*Data entries:*
-=-=-=-=-

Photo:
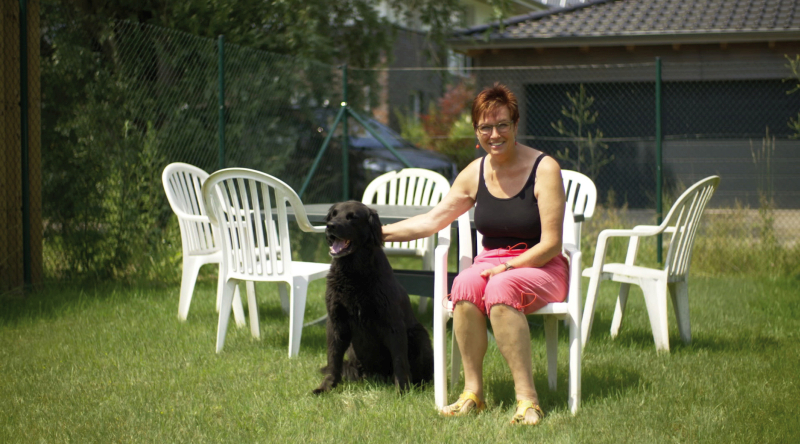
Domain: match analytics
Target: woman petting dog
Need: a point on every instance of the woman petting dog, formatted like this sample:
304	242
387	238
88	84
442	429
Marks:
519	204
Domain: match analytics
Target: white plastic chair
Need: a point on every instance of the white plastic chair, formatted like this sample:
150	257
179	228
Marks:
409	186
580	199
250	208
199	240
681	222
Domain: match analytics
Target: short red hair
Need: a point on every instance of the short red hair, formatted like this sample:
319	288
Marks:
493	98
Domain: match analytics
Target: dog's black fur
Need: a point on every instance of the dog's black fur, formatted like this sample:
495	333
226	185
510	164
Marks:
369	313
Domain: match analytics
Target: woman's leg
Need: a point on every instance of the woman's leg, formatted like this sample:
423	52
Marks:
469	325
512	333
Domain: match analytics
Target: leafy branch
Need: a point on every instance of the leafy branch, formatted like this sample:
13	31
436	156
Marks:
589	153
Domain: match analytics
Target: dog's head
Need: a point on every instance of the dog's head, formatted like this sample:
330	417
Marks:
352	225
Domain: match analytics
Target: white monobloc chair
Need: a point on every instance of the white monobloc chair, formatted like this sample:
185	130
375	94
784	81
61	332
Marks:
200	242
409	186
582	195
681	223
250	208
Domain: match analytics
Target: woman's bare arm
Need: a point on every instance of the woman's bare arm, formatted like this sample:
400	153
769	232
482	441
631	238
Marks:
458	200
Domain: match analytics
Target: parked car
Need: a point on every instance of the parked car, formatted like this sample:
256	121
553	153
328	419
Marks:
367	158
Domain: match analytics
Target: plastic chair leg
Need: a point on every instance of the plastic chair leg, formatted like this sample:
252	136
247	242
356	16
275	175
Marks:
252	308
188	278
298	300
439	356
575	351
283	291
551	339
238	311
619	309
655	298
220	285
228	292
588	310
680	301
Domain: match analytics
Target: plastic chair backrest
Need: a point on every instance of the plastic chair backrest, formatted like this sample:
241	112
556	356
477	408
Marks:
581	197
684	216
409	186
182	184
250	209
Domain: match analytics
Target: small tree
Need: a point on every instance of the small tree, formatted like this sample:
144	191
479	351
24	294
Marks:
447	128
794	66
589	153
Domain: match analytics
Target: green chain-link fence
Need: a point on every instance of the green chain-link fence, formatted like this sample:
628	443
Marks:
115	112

-=-=-=-=-

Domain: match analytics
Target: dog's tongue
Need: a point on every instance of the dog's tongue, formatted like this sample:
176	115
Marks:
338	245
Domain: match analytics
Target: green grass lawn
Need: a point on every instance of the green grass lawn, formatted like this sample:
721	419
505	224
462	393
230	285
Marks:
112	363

-=-=-=-=-

*Given exercise:* Tally the lines in the rows above that contain the word "parked", and give only that number.

*The reply:* 2